> Supplied information:
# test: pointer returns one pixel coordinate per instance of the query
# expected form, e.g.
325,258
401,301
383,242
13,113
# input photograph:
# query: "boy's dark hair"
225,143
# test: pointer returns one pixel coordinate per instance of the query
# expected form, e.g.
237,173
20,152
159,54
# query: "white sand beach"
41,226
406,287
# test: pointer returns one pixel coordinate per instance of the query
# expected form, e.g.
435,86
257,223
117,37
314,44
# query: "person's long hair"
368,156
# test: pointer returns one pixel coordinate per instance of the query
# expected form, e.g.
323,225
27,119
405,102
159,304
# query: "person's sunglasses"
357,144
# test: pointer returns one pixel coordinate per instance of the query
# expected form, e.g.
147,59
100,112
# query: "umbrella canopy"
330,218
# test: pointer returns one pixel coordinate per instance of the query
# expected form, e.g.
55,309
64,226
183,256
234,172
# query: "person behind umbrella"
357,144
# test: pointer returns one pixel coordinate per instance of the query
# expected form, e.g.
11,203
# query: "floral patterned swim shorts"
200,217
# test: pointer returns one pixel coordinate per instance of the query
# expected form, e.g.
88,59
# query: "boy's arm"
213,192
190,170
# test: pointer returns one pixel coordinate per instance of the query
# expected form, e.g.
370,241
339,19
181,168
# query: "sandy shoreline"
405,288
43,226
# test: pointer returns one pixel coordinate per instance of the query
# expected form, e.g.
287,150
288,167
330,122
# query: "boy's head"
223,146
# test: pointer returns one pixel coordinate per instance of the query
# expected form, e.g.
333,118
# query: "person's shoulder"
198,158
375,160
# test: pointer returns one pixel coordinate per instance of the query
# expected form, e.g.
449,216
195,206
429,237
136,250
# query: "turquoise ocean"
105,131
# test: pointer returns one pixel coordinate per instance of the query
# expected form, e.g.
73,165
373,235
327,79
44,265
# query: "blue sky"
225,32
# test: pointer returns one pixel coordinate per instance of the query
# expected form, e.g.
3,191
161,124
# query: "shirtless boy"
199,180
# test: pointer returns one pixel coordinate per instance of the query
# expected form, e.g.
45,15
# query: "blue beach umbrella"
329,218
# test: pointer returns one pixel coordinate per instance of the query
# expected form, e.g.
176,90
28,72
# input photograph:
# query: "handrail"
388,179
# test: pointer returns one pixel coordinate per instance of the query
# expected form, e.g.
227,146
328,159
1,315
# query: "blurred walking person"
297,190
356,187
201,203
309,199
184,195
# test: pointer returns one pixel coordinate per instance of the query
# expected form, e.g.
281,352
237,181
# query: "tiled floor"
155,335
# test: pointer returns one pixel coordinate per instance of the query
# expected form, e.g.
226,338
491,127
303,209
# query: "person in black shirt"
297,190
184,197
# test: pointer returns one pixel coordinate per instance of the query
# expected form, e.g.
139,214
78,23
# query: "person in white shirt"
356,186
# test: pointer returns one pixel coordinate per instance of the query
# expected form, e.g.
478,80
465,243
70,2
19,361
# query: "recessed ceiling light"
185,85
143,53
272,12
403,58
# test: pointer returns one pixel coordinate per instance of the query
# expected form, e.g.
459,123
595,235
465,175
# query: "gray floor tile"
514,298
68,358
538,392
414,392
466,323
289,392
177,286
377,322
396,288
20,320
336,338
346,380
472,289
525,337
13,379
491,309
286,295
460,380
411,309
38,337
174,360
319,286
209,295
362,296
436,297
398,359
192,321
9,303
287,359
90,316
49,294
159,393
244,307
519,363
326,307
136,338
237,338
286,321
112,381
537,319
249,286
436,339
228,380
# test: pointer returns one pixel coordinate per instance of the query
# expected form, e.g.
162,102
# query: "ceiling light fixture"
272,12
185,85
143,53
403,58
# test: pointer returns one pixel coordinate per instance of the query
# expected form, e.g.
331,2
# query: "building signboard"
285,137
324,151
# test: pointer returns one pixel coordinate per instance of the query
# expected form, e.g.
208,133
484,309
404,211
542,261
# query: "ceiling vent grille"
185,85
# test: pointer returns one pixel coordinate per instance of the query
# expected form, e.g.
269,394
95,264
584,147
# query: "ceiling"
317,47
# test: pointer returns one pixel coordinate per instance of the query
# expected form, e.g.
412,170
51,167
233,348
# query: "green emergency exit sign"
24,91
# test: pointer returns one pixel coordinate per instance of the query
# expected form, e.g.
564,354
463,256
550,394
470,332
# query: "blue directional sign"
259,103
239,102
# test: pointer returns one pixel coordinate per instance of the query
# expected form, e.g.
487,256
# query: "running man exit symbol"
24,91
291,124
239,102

> What is needed:
Reproduce the full listing exactly.

> Complete output:
# test: pointer returns one pixel coordinate per instance of the query
# expected form, e.g.
325,258
401,301
383,242
13,113
# input photograph:
# query: "boy's dark hair"
225,143
# test: pointer returns one pixel coordinate per instance of the query
# expected form, e.g.
237,173
20,152
159,54
# query: "white sand beach"
41,226
406,287
# test: pointer returns one pixel coordinate per instance of the query
# expected form, e.g.
435,86
257,223
117,37
314,44
# query: "person's long hair"
368,156
# test: pointer returns one pixel coordinate per instance of the query
# expected form, e.g.
323,225
27,119
405,102
159,304
# query: "person's sunglasses"
357,144
# test: pointer returns one pixel coordinate per instance of the query
# expected form, e.g.
147,59
100,112
# query: "umbrella canopy"
330,218
# test: pointer returns one pixel coordinate per instance of the query
# expected form, e.g.
55,309
64,226
183,256
234,172
# query: "person behind umbrella"
357,144
# test: pointer returns one pixel coordinate per instance of the query
# expected form, e.g.
11,203
# query: "floral patterned swim shorts"
200,217
# test: pointer returns one pixel coordinate per instance of the query
# expected form, e.g.
88,59
# query: "boy's arm"
213,192
190,170
# test: pointer returns one pixel coordinate per instance of the query
# expected form, e.g.
370,241
339,19
181,168
# query: "sandy shoreline"
405,288
43,226
# test: pointer returns one pixel coordinate per instance of the query
# expected form, e.g.
287,150
288,167
330,122
# query: "boy's head"
223,146
# test: pointer returns one pixel coordinate per instance of the query
# expected form, e.g.
333,118
# query: "person's shoulder"
198,158
375,160
# test: pointer returns one pixel coordinate per instance of the query
# expected form, e.g.
449,216
195,206
429,237
136,250
# query: "turquoise ocean"
105,131
# test: pointer returns one pixel coordinate per instance of the query
# expected form, e.g.
73,165
373,235
327,79
44,265
# query: "blue sky"
225,32
# test: pointer returns one pixel coordinate per instance of the query
# expected form, e.g.
3,191
161,124
# query: "shirtless boy"
199,180
# test: pointer returns one pixel coordinate per instance of the query
# expected form, e.g.
45,15
# query: "blue beach umbrella"
329,218
# test: pointer returns one pixel coordinate per instance of the query
# expected form, e.g.
176,90
28,72
# input photograph:
# query: "handrail"
388,179
# test: pointer returns one pixel coordinate per instance of the query
# expected form, e.g.
227,146
328,159
1,315
# query: "blurred walking person"
297,190
356,187
201,203
309,199
184,195
# test: pointer returns one pixel coordinate per instance of the query
# expected form, e.g.
281,352
237,181
# query: "tiled floor"
155,335
# test: pointer returns one pixel coordinate per instance of the query
# expected form, e.g.
226,338
491,127
303,209
# query: "person in black shirt"
297,190
184,197
# test: pointer returns one pixel coordinate per instance of the query
# expected form, e.g.
139,214
78,23
# query: "person in white shirt"
356,186
# test: pointer returns one pixel coordinate per instance of the query
# expected form, e.g.
478,80
465,243
70,2
19,361
# query: "recessed ceiling light"
185,85
143,53
272,12
403,58
# test: pointer returns one pixel coordinate per instance of the query
# expected form, e.g.
459,123
595,235
465,175
# query: "gray floor tile"
514,298
68,358
538,392
414,392
466,323
289,392
177,286
377,322
396,288
20,320
336,338
346,380
472,289
525,337
13,379
491,309
286,295
460,380
411,309
38,337
174,360
319,286
209,295
362,296
436,297
398,359
192,321
9,303
287,359
90,316
49,294
159,393
244,307
519,363
326,307
136,338
237,338
286,321
112,381
537,319
249,286
436,339
228,380
# test: pointer returns one pixel coordinate per instance of the query
# expected form, e.g.
162,102
# query: "ceiling light fixture"
272,12
185,85
143,53
403,58
# test: pointer returns one pixel coordinate per instance of the query
# expected form, e.g.
331,2
# query: "building signboard"
285,137
324,151
# test: pointer returns one pixel coordinate per instance of the query
# expected form, e.g.
208,133
484,309
404,211
542,261
# query: "ceiling vent grille"
185,85
# test: pointer returns one pixel coordinate per instance of the query
# expected form, e.g.
269,394
95,264
584,147
# query: "ceiling"
317,47
# test: pointer returns one pixel coordinate per instance of the query
# expected form, e.g.
412,170
51,167
233,348
# query: "green emergency exit sign"
24,91
# test: pointer returns one pixel coordinate per instance of the query
# expected form, e.g.
564,354
463,256
550,394
470,332
# query: "blue directional sign"
259,103
239,102
# test: pointer returns one pixel coordinate per instance of the query
# expected form, e.g.
487,256
# query: "running man exit symbol"
24,91
291,124
239,102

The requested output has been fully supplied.